• AUSGEWÄHLTER ABSCHNITT:
"""

Jeder – Privatpersonen, Schüler, Studenten, Rentner – kann sich auf die Online-Seite der „Arolsen Archives“ klicken und dort original, oftmals handschriftliche oder mit Schreibmaschine getippte Häftlingsakten oder Registraturkarten aufrufen. Wer das selbst einmal gemacht hat, der bekommt ganz plötzlich eine andere Beziehung zu der Person und zu diesem düstersten Kapitel deutscher Geschichte.

Online-Recherche in den Arolsen Archives und Hilfe bei der Digitalisierung von Namen.
Online-Recherche in den Arolsen Archives und Hilfe bei der Digitalisierung von Namen. © wp | Arolsen Archives

Häftling „Kopel Gurwitsch“ - um ein reales Beispiel zu nennen - ist dann plötzlich nicht mehr der Häftling mit der Nummer 56696. Beim Lesen der Karte und beim Übertragen der Daten in eine Online-Maske passiert etwas zwischen „Kopel Gurwitsch“ oder einem anderen Häftling und dem Online-Bearbeiter, das sich nur schwer beschreiben lässt. Die Direktorin der „Archives“, Floriane Azoulay, erklärt das so: „Viele erzählen uns, dass sie beim Mitmachen einen unmittelbaren Bezug zu der Person fühlen, deren Namen sie erfassen. Sie empfinden das große Unrecht und schlagen selbst die Brücke zu heute.“

Challenge: In einer Woche 30.000 Namen - klappt das?

"""

• WAS GEFRAGT IST:
[A] Schreiben Sie aus dem Abschnitt über die Arolsen Archives den Wortlaut von „Jeder – Privatpersonen, Schüler, Studenten, Rentner“ bis einschließlich „Kapitel deutscher Geschichte.“ ab.
[B] Welche Personengruppen führt der Abschnitt über die Arolsen Archives als Beispiele dafür an, wer sich auf die Online-Seite klicken kann?
[C] Welche Häftlingsnummer hatte Kopel Gurwitsch laut dem Abschnitt über die Arolsen Archives?
Die Datensätze stammen aus einer anderen Quelle.

• DATENTEIL:

"""

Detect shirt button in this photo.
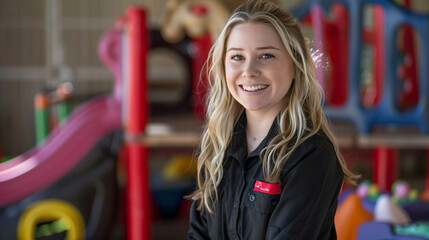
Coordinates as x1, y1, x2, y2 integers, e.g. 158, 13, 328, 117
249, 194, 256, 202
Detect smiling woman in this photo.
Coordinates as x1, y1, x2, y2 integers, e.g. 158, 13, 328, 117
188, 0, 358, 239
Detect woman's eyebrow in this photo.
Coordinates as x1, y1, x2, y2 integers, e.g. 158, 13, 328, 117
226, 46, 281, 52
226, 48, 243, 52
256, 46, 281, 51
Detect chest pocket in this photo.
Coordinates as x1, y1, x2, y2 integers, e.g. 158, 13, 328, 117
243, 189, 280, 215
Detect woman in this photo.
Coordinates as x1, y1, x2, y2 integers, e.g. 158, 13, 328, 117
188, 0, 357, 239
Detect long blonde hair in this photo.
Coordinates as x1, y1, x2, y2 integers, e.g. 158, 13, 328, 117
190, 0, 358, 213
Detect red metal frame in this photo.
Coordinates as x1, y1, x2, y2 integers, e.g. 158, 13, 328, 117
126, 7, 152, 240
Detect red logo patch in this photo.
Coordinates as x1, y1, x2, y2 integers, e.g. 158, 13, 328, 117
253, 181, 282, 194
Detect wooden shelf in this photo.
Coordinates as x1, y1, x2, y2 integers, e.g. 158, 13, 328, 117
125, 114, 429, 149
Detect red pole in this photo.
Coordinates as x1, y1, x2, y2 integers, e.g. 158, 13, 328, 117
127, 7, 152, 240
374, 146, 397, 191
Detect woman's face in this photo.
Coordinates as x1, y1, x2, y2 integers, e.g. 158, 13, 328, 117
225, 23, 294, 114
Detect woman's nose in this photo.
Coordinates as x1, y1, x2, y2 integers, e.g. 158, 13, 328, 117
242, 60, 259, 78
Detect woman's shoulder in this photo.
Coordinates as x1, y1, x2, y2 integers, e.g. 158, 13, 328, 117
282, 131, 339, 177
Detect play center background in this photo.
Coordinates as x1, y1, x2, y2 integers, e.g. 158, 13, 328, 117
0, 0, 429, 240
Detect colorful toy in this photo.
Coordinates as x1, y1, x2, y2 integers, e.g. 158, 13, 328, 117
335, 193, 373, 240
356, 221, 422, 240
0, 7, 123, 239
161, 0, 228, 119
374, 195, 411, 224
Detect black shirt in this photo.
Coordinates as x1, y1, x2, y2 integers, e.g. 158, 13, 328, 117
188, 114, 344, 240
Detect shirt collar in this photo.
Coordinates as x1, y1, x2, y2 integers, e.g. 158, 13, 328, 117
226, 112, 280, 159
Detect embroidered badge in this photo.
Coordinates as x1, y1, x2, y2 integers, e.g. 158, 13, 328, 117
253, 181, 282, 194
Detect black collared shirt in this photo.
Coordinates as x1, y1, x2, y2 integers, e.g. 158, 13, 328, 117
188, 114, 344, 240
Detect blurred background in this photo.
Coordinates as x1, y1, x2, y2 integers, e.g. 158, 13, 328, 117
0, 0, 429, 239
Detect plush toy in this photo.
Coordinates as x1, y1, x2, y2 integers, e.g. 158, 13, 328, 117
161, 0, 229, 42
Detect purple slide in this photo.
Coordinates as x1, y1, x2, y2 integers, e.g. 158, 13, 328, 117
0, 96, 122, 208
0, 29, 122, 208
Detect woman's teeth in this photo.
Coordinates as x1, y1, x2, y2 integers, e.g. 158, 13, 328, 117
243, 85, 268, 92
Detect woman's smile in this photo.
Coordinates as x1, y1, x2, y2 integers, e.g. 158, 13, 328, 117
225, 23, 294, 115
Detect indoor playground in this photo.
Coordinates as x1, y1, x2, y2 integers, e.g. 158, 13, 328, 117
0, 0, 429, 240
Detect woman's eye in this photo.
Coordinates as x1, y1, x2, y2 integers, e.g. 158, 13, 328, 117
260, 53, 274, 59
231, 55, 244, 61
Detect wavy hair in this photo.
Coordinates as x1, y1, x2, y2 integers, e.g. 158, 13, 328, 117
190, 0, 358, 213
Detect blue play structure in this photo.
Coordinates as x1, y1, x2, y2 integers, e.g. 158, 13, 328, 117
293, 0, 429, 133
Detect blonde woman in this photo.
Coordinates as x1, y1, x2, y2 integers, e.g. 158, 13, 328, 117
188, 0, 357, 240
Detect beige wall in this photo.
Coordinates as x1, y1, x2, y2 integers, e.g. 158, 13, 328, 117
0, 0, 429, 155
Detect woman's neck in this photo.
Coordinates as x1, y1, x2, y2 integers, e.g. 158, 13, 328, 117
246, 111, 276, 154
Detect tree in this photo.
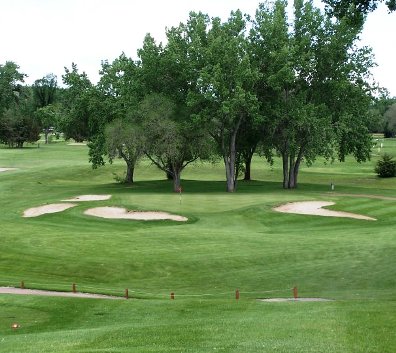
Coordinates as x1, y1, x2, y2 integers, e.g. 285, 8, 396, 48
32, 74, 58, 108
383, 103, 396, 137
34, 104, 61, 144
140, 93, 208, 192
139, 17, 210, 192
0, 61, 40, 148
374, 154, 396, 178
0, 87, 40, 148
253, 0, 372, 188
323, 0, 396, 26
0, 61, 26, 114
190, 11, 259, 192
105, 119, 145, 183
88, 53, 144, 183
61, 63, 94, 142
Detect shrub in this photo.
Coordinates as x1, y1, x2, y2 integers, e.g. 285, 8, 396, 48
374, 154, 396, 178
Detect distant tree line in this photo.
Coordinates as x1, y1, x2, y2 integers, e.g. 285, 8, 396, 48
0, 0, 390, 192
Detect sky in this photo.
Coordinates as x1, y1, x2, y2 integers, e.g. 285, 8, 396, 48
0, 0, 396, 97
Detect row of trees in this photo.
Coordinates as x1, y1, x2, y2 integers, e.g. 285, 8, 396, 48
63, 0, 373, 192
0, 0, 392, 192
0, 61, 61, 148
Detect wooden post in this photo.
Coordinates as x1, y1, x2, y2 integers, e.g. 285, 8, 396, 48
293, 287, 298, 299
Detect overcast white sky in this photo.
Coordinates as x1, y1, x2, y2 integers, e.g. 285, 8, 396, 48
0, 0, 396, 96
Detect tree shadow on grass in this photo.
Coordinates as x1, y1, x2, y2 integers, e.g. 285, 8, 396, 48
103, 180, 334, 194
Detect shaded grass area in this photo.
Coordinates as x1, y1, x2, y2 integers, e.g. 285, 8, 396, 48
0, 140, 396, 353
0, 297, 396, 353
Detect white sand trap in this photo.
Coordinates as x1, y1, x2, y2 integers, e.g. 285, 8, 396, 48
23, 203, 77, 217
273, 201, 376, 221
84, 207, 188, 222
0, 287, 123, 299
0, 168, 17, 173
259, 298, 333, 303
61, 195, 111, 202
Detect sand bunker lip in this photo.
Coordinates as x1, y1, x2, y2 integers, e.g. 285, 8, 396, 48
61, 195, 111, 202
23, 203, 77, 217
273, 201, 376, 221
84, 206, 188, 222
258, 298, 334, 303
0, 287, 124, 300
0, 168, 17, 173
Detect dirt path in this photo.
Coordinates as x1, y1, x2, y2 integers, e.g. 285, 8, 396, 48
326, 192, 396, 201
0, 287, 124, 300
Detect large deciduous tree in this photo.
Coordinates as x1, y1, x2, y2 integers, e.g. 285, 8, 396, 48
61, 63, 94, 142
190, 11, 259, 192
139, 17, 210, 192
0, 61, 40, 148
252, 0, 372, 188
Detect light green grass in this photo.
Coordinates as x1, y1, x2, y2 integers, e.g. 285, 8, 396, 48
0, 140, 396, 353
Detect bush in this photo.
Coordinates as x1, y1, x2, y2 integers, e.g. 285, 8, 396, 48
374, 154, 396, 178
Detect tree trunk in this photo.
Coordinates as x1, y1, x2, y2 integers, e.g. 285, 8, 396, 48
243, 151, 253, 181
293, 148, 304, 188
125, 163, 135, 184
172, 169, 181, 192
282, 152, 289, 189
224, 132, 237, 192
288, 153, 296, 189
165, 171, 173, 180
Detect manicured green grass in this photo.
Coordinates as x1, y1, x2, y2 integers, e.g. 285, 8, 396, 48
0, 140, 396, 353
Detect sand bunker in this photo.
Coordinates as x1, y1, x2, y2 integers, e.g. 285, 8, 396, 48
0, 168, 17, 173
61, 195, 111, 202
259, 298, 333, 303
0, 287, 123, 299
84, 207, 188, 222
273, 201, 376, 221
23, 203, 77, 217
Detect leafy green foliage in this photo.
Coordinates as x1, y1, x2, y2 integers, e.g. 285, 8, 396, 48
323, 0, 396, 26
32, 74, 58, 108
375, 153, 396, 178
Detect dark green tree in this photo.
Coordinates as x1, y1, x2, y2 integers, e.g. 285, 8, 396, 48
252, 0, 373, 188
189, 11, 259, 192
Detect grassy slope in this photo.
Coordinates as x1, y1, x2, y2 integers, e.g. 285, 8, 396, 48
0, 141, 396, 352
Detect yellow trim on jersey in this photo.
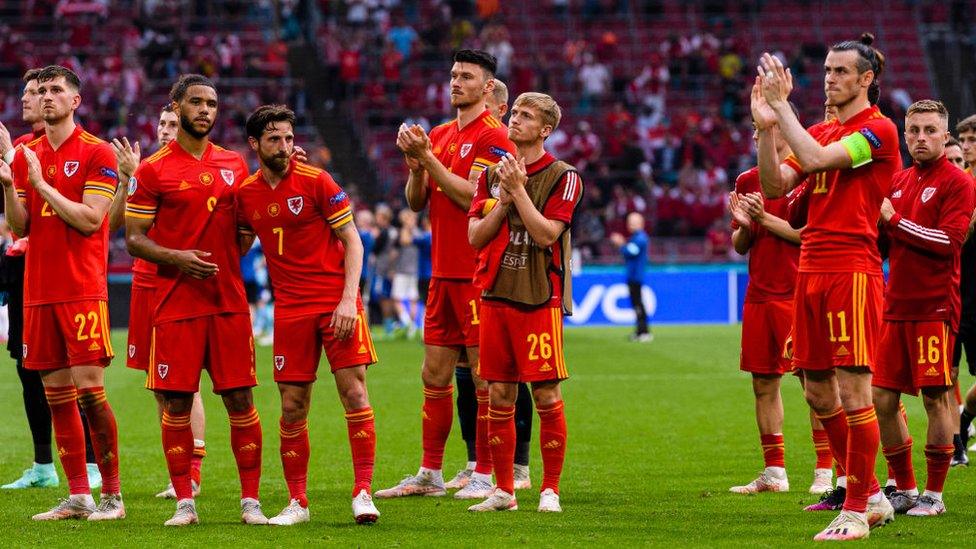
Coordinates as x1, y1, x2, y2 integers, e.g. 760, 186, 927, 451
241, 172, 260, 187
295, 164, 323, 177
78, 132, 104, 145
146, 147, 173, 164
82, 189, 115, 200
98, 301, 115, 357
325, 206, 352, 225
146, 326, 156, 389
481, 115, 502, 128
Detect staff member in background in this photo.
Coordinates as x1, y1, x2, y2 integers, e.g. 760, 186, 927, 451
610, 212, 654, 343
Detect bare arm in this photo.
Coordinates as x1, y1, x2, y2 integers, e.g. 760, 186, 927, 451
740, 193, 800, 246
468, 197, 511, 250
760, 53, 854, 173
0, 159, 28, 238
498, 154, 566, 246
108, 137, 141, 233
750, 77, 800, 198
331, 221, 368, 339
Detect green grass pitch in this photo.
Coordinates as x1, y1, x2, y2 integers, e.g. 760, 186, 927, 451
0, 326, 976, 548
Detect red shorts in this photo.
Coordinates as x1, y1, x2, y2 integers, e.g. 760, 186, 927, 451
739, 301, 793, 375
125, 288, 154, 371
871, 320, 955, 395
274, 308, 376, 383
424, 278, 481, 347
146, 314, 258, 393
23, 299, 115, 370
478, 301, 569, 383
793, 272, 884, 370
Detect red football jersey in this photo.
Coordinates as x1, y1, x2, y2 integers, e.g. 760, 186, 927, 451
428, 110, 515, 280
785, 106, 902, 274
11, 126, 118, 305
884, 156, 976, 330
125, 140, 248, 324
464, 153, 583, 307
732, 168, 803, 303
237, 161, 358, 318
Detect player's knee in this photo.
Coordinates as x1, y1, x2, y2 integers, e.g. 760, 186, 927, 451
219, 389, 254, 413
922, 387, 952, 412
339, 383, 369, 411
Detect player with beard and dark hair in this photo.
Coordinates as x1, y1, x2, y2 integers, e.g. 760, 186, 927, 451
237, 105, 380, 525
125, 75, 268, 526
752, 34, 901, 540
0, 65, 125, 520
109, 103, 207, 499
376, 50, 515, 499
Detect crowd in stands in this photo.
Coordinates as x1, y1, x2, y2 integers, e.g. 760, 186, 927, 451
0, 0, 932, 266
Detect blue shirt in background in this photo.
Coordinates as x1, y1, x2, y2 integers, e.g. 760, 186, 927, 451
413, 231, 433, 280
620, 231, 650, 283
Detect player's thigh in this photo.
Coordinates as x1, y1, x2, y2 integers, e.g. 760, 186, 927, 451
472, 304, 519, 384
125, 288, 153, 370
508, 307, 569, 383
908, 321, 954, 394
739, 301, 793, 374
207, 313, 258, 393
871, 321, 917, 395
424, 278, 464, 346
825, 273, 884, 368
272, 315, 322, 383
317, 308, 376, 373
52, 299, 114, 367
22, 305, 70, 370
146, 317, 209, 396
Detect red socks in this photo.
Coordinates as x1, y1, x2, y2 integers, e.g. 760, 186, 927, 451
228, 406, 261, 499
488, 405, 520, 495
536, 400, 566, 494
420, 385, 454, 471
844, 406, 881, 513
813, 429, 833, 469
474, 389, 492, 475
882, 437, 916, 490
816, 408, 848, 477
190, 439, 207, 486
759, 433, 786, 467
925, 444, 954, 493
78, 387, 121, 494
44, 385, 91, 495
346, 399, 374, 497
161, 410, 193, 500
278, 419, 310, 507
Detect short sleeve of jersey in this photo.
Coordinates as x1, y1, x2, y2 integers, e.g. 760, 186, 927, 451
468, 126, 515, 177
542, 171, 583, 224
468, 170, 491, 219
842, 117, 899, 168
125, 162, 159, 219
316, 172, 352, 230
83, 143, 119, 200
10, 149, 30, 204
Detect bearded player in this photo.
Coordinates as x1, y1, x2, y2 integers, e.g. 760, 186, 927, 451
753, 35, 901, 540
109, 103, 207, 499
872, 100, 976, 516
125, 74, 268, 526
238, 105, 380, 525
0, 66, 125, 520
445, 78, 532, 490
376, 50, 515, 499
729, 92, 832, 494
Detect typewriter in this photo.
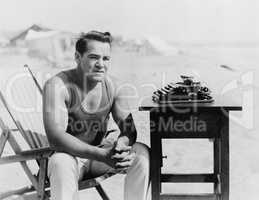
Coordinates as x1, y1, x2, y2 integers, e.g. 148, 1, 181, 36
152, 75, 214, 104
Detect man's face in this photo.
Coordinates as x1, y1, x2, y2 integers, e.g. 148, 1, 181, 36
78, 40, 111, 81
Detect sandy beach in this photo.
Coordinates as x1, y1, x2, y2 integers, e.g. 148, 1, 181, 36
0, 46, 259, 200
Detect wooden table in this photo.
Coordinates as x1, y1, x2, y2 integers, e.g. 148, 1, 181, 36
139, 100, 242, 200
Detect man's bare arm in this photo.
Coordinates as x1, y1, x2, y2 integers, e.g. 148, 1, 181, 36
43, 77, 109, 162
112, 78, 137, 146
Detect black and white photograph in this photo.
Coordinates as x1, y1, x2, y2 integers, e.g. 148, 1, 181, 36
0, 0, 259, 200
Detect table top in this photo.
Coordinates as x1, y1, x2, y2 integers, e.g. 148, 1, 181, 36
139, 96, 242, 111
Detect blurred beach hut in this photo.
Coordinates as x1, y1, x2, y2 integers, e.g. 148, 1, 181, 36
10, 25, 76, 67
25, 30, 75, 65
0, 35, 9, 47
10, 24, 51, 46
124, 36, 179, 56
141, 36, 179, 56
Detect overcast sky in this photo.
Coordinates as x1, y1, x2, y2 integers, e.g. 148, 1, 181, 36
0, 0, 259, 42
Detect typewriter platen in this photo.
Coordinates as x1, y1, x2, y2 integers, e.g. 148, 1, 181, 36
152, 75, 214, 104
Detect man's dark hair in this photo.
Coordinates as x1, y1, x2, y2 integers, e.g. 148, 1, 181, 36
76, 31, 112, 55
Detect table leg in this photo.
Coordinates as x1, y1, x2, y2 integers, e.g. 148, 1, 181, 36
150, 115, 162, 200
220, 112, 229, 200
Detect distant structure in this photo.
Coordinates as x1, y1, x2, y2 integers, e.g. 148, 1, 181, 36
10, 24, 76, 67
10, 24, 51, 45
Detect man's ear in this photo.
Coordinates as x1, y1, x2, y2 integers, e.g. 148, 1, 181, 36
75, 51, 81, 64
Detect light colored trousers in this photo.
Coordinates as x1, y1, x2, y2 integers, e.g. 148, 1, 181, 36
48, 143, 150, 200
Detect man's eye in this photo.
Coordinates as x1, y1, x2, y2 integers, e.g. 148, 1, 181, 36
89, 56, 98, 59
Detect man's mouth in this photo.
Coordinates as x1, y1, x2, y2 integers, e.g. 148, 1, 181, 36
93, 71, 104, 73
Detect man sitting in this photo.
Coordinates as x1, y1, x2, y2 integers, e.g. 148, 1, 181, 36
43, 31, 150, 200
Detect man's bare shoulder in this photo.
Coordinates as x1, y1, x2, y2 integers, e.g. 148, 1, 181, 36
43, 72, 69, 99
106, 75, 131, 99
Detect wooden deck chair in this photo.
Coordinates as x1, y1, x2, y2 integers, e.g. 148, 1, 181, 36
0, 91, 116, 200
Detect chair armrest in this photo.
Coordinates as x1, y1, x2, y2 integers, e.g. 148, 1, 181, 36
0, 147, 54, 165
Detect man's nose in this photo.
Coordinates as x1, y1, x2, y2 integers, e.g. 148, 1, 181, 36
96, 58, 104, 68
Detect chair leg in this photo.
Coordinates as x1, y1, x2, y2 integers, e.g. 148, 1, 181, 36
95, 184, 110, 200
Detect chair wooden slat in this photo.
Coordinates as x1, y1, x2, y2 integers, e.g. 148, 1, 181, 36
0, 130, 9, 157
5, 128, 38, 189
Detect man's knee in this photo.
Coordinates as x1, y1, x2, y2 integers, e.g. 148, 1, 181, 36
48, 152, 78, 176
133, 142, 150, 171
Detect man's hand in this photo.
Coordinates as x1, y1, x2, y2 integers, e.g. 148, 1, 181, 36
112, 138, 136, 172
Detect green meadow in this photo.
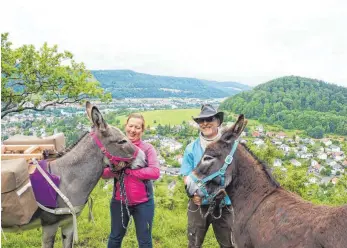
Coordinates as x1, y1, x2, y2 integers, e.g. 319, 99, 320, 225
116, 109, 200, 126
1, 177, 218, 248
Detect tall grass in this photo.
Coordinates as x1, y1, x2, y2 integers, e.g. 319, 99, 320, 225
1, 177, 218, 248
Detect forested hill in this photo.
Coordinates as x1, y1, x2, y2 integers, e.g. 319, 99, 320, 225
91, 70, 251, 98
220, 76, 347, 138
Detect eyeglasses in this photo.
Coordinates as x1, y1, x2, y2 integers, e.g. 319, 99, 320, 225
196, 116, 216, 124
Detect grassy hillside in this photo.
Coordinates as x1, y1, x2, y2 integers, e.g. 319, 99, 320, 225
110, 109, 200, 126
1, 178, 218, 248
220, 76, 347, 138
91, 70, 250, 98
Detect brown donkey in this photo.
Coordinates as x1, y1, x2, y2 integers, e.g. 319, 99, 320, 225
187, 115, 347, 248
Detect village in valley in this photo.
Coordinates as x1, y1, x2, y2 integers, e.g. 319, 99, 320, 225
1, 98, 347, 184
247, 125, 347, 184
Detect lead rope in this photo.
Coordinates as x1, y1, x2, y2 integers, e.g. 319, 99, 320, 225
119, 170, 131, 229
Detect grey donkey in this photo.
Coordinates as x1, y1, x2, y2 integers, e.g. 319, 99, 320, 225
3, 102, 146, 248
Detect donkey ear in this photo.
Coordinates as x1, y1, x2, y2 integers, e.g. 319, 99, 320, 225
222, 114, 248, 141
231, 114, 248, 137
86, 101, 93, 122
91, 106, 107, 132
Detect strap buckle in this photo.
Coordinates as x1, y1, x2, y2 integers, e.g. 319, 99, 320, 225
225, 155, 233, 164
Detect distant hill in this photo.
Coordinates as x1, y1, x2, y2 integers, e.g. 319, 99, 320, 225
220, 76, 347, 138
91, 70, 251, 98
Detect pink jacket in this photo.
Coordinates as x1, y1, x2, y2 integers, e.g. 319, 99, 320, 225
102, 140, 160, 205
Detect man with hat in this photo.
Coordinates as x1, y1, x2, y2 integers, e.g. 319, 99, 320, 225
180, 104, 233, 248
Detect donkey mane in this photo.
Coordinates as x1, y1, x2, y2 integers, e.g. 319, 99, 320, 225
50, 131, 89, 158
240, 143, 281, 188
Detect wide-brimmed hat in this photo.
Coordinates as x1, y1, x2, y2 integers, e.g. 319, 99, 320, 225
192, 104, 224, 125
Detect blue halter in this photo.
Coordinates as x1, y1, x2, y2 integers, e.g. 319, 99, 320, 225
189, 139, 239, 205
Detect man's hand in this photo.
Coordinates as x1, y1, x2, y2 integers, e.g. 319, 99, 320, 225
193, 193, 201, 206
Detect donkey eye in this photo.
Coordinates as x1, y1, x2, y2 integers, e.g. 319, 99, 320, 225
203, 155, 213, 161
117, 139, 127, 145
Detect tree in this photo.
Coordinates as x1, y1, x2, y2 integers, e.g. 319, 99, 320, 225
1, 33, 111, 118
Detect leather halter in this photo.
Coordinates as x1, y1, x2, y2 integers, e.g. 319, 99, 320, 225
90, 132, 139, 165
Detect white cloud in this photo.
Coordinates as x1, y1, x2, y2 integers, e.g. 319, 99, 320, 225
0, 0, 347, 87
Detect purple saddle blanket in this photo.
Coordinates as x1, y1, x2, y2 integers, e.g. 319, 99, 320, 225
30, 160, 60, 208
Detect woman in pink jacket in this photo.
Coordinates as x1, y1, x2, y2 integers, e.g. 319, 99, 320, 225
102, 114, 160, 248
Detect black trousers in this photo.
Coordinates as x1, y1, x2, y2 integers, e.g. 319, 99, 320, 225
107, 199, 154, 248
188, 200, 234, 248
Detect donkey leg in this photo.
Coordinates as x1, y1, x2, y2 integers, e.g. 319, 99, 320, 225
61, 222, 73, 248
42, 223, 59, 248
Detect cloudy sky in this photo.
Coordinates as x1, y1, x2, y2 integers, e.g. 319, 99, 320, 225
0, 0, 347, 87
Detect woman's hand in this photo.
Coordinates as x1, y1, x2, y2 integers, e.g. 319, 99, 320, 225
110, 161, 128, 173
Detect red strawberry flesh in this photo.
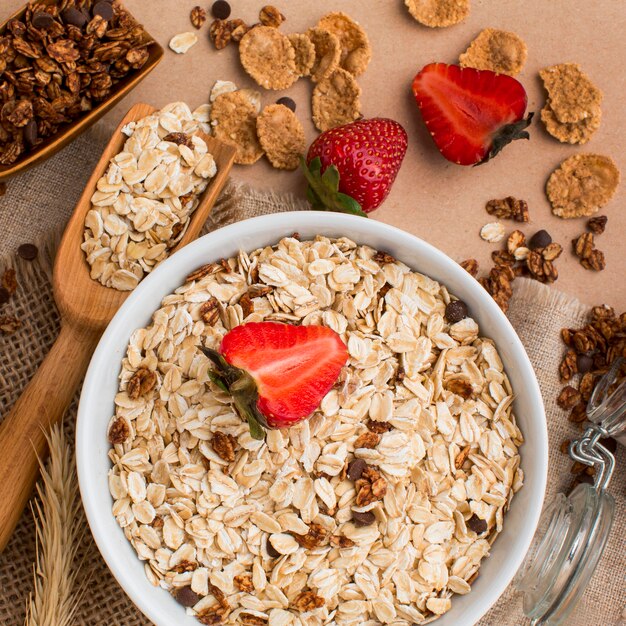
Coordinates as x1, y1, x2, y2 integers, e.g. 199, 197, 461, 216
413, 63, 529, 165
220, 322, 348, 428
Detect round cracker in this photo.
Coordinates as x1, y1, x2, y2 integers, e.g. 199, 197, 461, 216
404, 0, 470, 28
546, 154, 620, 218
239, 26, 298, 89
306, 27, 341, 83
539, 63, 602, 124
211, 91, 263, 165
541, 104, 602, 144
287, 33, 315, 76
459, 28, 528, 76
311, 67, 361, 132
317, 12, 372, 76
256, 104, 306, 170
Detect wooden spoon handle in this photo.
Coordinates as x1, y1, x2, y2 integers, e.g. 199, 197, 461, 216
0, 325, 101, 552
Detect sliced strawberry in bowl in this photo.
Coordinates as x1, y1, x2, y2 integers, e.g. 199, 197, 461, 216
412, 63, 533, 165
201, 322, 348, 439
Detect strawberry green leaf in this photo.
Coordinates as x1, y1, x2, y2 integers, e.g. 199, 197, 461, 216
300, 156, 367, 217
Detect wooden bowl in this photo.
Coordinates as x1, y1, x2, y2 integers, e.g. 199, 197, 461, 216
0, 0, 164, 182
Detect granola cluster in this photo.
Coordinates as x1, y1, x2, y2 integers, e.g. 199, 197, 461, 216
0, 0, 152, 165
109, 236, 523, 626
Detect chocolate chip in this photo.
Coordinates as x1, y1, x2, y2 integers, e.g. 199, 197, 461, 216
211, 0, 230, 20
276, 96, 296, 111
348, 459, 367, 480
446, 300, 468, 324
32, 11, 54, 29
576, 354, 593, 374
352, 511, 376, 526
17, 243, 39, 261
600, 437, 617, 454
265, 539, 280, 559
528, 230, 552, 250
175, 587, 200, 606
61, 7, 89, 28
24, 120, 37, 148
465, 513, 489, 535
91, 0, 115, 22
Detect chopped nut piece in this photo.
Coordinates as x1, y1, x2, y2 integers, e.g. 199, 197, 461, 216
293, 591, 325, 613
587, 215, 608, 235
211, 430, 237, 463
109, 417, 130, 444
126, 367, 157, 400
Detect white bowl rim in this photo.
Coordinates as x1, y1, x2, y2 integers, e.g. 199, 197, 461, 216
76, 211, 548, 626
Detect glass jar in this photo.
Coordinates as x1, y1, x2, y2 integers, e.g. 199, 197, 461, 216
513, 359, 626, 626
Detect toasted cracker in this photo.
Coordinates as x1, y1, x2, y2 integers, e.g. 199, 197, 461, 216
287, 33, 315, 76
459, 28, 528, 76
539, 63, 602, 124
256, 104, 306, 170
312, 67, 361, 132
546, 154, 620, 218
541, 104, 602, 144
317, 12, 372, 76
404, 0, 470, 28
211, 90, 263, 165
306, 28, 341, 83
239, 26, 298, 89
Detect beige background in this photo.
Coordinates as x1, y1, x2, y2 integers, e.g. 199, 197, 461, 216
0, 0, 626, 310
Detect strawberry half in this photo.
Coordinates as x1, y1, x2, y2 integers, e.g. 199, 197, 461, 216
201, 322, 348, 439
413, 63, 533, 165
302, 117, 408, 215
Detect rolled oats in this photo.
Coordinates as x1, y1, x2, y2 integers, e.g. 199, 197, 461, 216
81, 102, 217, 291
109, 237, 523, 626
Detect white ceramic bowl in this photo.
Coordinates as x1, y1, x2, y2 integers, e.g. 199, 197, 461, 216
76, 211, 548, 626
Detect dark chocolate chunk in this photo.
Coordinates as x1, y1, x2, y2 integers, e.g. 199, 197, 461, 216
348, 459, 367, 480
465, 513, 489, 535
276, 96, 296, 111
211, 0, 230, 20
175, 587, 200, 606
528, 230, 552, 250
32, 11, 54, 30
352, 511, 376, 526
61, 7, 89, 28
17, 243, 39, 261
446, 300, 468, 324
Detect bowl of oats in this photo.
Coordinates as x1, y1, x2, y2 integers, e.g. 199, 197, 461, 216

"""

• LÖSUNGEN IM EINZELNEN:
[A]
Jeder – Privatpersonen, Schüler, Studenten, Rentner – kann sich auf die Online-Seite der „Arolsen Archives“ klicken und dort original, oftmals handschriftliche oder mit Schreibmaschine getippte Häftlingsakten oder Registraturkarten aufrufen. Wer das selbst einmal gemacht hat, der bekommt ganz plötzlich eine andere Beziehung zu der Person und zu diesem düstersten Kapitel deutscher Geschichte.

[B] Privatpersonen, Schüler, Studenten, Rentner

[C] Die Nummer 56696.